◆ **SET EXERCISE**:
State how many lines in the listing below contain the string "post", treating uppercase and lowercase as distinct. Reply with the number alone.

——

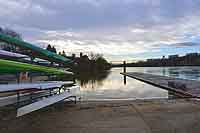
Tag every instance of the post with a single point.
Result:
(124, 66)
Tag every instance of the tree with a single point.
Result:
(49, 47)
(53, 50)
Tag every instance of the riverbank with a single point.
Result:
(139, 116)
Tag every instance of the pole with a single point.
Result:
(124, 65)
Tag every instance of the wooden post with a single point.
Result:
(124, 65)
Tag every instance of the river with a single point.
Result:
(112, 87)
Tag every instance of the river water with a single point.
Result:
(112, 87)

——

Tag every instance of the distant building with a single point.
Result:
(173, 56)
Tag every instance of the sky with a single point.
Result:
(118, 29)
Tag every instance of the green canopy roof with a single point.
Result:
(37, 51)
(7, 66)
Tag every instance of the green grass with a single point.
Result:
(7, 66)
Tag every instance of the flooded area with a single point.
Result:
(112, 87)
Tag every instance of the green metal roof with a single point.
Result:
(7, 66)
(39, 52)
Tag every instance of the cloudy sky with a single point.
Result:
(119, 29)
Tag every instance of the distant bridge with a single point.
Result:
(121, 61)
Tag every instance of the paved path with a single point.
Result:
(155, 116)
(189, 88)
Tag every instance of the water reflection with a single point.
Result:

——

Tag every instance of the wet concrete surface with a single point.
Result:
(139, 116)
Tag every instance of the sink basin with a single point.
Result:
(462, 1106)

——

◆ **SOLUTION FOR THIS PROBLEM**:
2